■ Directive
Present every line of the items below as a numbered list, skipping blank lines and leaving out the pictures.

----- Input data

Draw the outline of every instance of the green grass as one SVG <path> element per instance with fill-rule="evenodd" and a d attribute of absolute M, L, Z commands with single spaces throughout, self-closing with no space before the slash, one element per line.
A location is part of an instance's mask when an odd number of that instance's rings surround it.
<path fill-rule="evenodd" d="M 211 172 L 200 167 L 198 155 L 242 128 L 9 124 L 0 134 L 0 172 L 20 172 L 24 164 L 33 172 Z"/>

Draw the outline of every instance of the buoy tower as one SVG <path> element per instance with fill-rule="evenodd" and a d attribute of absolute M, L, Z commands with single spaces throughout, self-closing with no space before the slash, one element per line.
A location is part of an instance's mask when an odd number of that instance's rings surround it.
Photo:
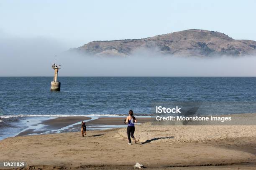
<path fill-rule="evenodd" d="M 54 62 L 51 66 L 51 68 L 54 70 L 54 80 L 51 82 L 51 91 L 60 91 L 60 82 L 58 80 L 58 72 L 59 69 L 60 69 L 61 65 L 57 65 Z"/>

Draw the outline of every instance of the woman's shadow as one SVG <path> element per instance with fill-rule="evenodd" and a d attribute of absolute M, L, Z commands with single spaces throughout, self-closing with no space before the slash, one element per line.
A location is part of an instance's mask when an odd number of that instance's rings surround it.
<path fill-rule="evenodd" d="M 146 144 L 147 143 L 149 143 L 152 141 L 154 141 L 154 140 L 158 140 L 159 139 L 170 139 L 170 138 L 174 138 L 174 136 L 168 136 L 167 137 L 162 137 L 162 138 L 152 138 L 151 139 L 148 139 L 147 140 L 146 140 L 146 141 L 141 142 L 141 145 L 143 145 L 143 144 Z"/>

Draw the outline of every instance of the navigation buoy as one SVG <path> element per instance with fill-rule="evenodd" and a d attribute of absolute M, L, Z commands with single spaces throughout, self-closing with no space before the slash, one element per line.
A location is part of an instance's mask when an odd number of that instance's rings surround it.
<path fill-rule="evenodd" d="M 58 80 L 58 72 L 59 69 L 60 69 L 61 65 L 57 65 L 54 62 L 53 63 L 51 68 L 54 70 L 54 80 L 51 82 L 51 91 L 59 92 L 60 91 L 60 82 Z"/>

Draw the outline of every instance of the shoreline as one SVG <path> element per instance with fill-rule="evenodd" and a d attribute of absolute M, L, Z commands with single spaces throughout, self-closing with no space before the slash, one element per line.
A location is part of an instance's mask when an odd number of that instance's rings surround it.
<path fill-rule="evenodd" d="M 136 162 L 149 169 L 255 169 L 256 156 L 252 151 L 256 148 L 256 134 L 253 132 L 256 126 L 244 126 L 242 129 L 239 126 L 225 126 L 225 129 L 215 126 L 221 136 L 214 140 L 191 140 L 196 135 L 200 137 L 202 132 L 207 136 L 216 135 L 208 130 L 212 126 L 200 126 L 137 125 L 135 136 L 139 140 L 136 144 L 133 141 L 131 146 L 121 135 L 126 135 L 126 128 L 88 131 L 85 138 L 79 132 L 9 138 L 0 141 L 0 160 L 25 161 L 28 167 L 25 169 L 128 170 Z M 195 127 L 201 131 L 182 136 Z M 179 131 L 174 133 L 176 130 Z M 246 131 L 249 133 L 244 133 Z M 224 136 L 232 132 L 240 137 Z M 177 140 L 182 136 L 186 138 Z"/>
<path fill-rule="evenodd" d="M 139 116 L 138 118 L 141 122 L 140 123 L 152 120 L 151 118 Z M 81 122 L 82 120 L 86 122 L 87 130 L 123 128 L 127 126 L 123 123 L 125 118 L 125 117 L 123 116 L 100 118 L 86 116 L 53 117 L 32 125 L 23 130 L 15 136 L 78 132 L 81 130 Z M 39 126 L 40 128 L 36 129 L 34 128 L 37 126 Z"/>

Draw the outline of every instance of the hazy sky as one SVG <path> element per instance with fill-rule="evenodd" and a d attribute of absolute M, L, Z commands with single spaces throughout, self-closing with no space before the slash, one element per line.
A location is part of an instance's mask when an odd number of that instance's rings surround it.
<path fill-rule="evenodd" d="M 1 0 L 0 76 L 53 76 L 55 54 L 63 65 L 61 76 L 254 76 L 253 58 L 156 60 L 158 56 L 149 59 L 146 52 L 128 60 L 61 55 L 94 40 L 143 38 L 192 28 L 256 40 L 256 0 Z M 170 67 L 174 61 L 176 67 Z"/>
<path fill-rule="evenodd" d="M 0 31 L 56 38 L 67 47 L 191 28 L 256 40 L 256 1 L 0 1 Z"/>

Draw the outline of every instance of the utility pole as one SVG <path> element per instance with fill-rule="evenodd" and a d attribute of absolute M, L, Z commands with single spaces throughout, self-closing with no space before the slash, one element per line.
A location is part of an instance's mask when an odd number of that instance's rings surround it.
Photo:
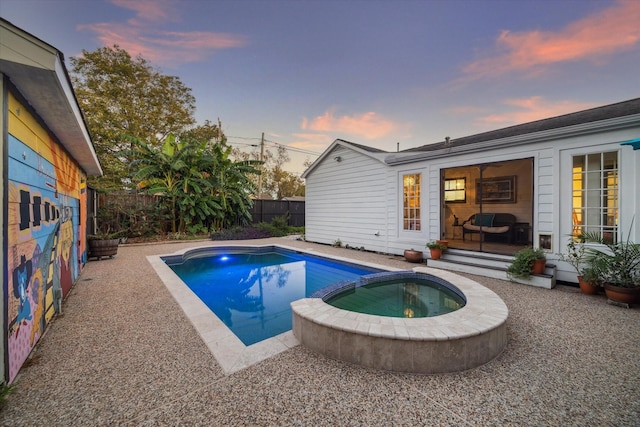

----------

■ The result
1. Draw the outline of every instance of the green grass as one SVG <path> element per instance with fill-rule="evenodd" and a d attribute of absolute M, L, Z commands with single spaces throughout, self-closing with no space before the slash, one element per line.
2. A location is part of an instance's mask when an odd number of that instance's rings surround it.
3. <path fill-rule="evenodd" d="M 211 172 L 200 167 L 198 155 L 242 128 L 9 124 L 0 134 L 0 172 L 20 172 L 24 164 L 33 172 Z"/>
4. Draw the outline of every instance of the buoy tower as one SVG <path> element per instance with fill-rule="evenodd" and a d attribute of absolute M, L, Z commands with single spaces throughout, self-closing with no space before the slash, one element per line.
5. A location is part of an instance's mask when an odd number of that instance's rings surround it.
6. Photo:
7. <path fill-rule="evenodd" d="M 54 62 L 51 66 L 51 68 L 54 70 L 54 80 L 51 82 L 51 91 L 60 91 L 60 82 L 58 80 L 58 72 L 59 69 L 60 69 L 61 65 L 57 65 Z"/>
8. Draw the outline of every instance of the woman's shadow as one SVG <path> element per instance with fill-rule="evenodd" and a d attribute of absolute M, L, Z commands with single spaces throughout, self-closing with no space before the slash, one element per line.
9. A location is part of an instance's mask when an odd number of that instance's rings surround it.
10. <path fill-rule="evenodd" d="M 146 144 L 147 143 L 149 143 L 152 141 L 154 141 L 154 140 L 158 140 L 159 139 L 170 139 L 170 138 L 174 138 L 174 136 L 168 136 L 167 137 L 162 137 L 162 138 L 152 138 L 151 139 L 148 139 L 147 140 L 146 140 L 146 141 L 141 142 L 141 145 L 143 145 L 143 144 Z"/>
11. Draw the outline of every instance of the navigation buoy as one SVG <path> element per instance with fill-rule="evenodd" and a d attribute of absolute M, L, Z commands with single spaces throughout, self-closing with no space before the slash, one element per line.
12. A location is part of an instance's mask when an odd number of that instance's rings surround it.
13. <path fill-rule="evenodd" d="M 58 80 L 58 72 L 59 69 L 60 69 L 61 65 L 57 65 L 54 62 L 53 63 L 51 68 L 54 70 L 54 80 L 51 82 L 51 91 L 59 92 L 60 91 L 60 82 Z"/>
14. Draw the outline of every instance of the shoreline as one SVG <path> element per instance with fill-rule="evenodd" and a d attribute of absolute M, L, Z commands with single spaces throughout, self-closing with no space before the slash, one element per line.
15. A location is part of an instance's mask when an odd number of that instance's rings surround it.
16. <path fill-rule="evenodd" d="M 136 162 L 149 169 L 255 169 L 256 156 L 252 151 L 256 148 L 256 134 L 253 132 L 256 126 L 244 126 L 242 129 L 239 126 L 225 126 L 225 129 L 215 126 L 221 136 L 214 140 L 191 140 L 196 135 L 200 137 L 202 132 L 207 136 L 216 135 L 208 130 L 212 126 L 200 126 L 137 125 L 135 136 L 139 140 L 136 144 L 133 141 L 131 146 L 121 135 L 126 135 L 126 128 L 88 131 L 85 138 L 79 132 L 9 138 L 0 141 L 0 160 L 25 161 L 28 167 L 25 169 L 128 170 Z M 195 127 L 201 131 L 182 136 Z M 179 131 L 174 133 L 176 130 Z M 246 131 L 249 133 L 244 133 Z M 224 136 L 232 132 L 240 137 Z M 177 140 L 182 136 L 186 138 Z"/>
17. <path fill-rule="evenodd" d="M 139 116 L 138 118 L 141 122 L 140 123 L 152 120 L 151 118 Z M 81 122 L 82 120 L 86 122 L 87 130 L 123 128 L 127 126 L 123 123 L 125 118 L 125 117 L 123 116 L 100 118 L 86 116 L 53 117 L 32 125 L 23 130 L 15 136 L 78 132 L 81 130 Z M 39 126 L 40 128 L 36 129 L 34 128 L 37 126 Z"/>
18. Draw the outline of every instance of the hazy sky as one SVG <path> element per instance with fill-rule="evenodd" and a d attribute of absolute M, L, Z commands with single spaces throughout, self-closing with no space before the slash, one element per line.
19. A location is part of an instance's mask when an odd number of that instance's rings surround it.
20. <path fill-rule="evenodd" d="M 1 0 L 0 76 L 53 76 L 55 54 L 63 65 L 61 76 L 254 76 L 253 58 L 156 60 L 158 56 L 149 59 L 146 52 L 128 60 L 61 55 L 94 40 L 143 38 L 192 28 L 256 40 L 256 0 Z M 170 67 L 174 61 L 176 67 Z"/>
21. <path fill-rule="evenodd" d="M 0 31 L 56 38 L 67 47 L 191 28 L 256 40 L 256 1 L 0 1 Z"/>
22. Draw the outline of every instance of the utility pole as one SVG <path> element per instance with fill-rule="evenodd" and a d attribute of absolute M, L, Z commands with single spaces throughout, self-closing with no space before the slash, one element per line.
23. A location is part of an instance's mask when an odd number of that instance's rings surround it.
24. Photo:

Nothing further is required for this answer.